• **GOAL OF THE EXERCISE**: Rewrite the items from their first line through the line that contains "186], [95, 183]]]", putting "stream" wherever "river" appears and leaving everything else unchanged.

= = = = = = =

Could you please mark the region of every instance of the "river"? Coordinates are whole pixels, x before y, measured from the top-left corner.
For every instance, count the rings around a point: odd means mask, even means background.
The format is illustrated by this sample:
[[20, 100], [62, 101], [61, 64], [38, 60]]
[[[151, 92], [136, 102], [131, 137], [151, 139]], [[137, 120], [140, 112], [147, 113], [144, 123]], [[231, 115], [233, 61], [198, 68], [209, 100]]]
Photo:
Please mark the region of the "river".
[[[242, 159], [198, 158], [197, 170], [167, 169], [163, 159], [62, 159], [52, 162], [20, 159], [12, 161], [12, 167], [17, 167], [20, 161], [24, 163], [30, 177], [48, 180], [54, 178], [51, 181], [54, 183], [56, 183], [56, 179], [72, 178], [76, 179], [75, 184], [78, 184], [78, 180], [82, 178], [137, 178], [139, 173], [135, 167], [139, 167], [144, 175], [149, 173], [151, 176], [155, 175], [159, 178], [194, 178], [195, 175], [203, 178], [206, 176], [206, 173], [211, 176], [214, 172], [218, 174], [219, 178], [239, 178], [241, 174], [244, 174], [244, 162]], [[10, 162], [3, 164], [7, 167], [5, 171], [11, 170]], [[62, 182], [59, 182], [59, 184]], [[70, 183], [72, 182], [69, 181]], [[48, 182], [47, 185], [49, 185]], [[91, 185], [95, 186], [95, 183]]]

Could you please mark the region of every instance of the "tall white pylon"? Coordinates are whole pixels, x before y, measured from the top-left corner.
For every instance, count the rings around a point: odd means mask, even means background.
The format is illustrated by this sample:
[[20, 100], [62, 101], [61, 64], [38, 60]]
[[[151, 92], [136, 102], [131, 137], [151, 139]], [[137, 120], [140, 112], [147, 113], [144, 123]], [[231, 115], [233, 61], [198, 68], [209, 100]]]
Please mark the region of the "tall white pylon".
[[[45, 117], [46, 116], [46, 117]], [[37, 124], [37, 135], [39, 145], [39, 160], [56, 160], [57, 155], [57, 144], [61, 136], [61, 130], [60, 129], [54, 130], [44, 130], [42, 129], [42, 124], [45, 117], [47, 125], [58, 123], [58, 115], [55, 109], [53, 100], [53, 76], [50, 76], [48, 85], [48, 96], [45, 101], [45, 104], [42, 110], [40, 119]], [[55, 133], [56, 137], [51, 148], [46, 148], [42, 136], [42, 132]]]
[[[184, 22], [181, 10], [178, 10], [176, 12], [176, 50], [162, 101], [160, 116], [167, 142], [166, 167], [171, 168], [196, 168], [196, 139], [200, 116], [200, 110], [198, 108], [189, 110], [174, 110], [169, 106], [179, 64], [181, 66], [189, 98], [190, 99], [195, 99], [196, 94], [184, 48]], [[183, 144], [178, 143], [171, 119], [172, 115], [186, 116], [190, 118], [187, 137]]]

= = = = = = =

• **RESPONSE TO THIS EXERCISE**:
Could you please mark the region of every instance of the "stream"? Coordinates are whole pixels, x before y, measured from the top-left corner.
For every instance, count the rings around a point: odd means mask, even means background.
The format is illustrated by this sample:
[[20, 100], [62, 101], [61, 64], [38, 60]]
[[[151, 92], [136, 102], [131, 137], [151, 139]], [[137, 120], [140, 112], [147, 113], [144, 123]], [[231, 115], [233, 61], [198, 68], [209, 100]]]
Photo:
Please mark the region of the "stream".
[[[242, 159], [198, 158], [197, 170], [167, 169], [163, 159], [62, 159], [52, 162], [20, 159], [12, 161], [12, 167], [17, 167], [20, 161], [24, 163], [30, 177], [48, 180], [54, 178], [51, 181], [54, 183], [56, 183], [56, 179], [72, 178], [76, 179], [75, 184], [78, 184], [78, 180], [82, 178], [137, 178], [139, 173], [135, 167], [139, 167], [144, 175], [149, 173], [151, 176], [155, 175], [159, 178], [194, 178], [195, 175], [203, 178], [206, 176], [206, 173], [211, 176], [214, 172], [218, 174], [219, 178], [239, 178], [241, 174], [244, 174], [244, 162]], [[10, 162], [3, 164], [7, 167], [5, 171], [11, 170]], [[62, 182], [59, 182], [59, 184]], [[70, 183], [72, 182], [69, 181]], [[48, 182], [47, 185], [49, 185]], [[91, 185], [95, 186], [95, 183]]]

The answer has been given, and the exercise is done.